Which lines of the records contain the word "jacket"? Select and copy each of them.

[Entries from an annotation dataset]
Begin
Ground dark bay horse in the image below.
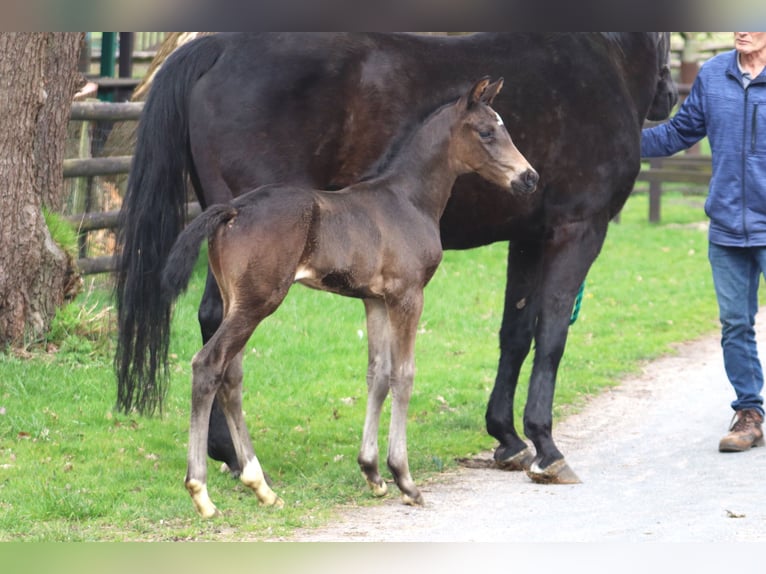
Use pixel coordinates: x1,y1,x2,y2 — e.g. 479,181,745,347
115,32,677,482
162,79,538,517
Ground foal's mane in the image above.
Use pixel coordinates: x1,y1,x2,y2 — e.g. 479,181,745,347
359,98,459,181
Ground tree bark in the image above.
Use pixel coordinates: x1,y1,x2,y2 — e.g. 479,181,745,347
0,32,84,346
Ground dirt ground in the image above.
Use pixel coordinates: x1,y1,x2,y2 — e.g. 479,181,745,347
280,326,766,543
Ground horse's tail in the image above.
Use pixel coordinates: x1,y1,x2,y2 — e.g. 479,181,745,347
114,36,222,414
161,204,237,307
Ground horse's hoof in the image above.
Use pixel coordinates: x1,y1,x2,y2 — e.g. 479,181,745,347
362,473,388,498
527,458,582,484
367,480,388,498
495,447,535,471
402,492,424,506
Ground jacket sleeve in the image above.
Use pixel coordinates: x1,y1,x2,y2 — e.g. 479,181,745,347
641,75,707,157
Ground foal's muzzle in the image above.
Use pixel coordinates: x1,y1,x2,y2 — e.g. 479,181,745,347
511,169,540,193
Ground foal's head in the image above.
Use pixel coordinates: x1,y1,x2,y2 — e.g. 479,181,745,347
451,78,539,193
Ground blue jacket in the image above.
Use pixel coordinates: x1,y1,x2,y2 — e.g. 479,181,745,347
641,50,766,247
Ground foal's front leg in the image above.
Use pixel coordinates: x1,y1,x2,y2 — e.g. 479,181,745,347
388,290,423,506
357,299,391,496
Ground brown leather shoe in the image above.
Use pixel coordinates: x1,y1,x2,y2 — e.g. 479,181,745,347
718,409,763,452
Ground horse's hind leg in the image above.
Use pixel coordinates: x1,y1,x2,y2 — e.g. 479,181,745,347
217,351,284,507
185,345,220,518
197,269,242,476
357,299,391,496
387,291,423,505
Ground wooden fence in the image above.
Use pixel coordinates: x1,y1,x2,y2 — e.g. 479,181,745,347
63,101,201,275
64,82,710,275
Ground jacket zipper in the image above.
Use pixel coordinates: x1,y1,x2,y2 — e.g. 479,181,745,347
742,86,750,245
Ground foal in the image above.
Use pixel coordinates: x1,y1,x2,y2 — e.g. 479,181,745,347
162,78,538,517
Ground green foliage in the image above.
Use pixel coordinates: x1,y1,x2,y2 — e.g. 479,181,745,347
43,207,78,257
0,194,717,541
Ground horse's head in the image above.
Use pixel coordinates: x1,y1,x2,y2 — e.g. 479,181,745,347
646,32,678,121
453,77,539,193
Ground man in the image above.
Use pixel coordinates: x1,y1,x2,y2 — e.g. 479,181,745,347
641,32,766,452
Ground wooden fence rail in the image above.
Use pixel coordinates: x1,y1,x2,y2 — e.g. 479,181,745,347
64,84,710,275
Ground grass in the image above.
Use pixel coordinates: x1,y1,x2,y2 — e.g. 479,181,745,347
0,194,717,541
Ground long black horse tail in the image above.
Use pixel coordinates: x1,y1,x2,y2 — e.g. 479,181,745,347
161,203,237,307
114,35,222,414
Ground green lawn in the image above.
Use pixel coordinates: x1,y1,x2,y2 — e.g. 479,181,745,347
0,194,717,541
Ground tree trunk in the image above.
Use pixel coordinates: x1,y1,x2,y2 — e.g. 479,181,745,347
0,32,84,346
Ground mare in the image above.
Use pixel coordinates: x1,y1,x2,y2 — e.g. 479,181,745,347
162,78,538,517
115,32,677,483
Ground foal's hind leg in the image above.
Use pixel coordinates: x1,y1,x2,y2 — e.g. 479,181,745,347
217,351,284,507
387,290,423,505
186,303,278,518
357,299,391,496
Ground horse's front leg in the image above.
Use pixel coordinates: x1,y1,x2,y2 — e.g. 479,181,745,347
357,299,391,496
485,243,542,470
524,218,608,484
387,290,423,506
217,351,284,508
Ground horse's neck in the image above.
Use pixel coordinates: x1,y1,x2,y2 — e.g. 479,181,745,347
379,111,460,219
601,32,659,118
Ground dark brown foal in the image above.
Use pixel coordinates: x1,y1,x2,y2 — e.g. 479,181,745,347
163,79,538,517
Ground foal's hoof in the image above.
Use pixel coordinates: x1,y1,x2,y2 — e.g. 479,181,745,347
495,447,535,470
402,492,424,506
259,495,285,508
527,458,582,484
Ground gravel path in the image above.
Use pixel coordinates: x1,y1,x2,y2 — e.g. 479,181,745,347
289,326,766,542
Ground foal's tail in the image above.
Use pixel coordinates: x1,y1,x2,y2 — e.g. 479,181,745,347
114,36,222,414
161,204,237,307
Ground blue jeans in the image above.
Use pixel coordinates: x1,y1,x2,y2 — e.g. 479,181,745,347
708,243,766,416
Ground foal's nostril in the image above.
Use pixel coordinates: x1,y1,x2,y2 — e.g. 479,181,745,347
522,169,540,191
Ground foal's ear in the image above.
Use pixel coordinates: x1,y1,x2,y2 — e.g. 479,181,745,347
481,78,503,106
467,76,489,109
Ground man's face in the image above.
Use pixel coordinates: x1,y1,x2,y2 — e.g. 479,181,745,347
End
§ EXERCISE RESPONSE:
Ground jacket sleeve in the image above.
Ground blue jacket in the image above.
Ground jacket zipper in the image above.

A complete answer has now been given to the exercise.